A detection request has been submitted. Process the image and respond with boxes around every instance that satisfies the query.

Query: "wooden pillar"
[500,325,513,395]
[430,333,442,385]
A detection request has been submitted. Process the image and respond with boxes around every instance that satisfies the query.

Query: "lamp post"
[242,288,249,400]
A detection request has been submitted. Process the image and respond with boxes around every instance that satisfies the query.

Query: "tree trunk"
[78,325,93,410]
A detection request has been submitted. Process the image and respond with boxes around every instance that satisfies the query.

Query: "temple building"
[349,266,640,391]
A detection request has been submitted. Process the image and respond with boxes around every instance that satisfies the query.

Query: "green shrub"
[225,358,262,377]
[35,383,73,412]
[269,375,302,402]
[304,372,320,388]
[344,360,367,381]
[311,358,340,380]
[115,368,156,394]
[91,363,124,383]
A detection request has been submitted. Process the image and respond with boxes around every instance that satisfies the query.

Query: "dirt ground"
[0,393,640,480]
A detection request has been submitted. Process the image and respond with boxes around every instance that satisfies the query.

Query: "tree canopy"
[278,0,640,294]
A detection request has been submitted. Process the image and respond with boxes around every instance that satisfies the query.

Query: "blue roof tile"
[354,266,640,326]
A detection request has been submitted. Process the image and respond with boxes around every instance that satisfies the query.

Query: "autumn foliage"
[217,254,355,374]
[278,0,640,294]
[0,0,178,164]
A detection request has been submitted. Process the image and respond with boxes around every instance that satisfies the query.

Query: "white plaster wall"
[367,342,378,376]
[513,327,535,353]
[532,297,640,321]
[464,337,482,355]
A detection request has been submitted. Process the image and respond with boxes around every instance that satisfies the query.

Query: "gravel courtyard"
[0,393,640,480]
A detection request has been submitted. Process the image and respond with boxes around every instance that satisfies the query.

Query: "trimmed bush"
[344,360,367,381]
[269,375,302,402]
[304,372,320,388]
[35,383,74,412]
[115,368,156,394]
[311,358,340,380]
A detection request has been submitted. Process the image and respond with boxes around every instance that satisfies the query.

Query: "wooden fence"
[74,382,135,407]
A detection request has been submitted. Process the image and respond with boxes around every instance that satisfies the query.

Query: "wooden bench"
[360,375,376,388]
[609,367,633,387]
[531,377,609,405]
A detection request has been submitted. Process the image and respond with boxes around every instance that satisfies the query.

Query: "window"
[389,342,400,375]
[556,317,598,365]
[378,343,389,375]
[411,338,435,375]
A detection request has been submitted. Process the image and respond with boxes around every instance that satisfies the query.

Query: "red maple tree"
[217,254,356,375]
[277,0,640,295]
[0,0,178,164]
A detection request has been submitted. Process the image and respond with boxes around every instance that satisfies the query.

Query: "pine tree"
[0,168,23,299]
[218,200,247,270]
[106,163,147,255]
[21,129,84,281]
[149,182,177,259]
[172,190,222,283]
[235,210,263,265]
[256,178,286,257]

● **TO BE DONE**: How many of the lines above contain the word "wooden", with uppercase and lowercase letters counted as different? Reply with only the number.

● **RESPONSE TO THE EXERCISE**: 3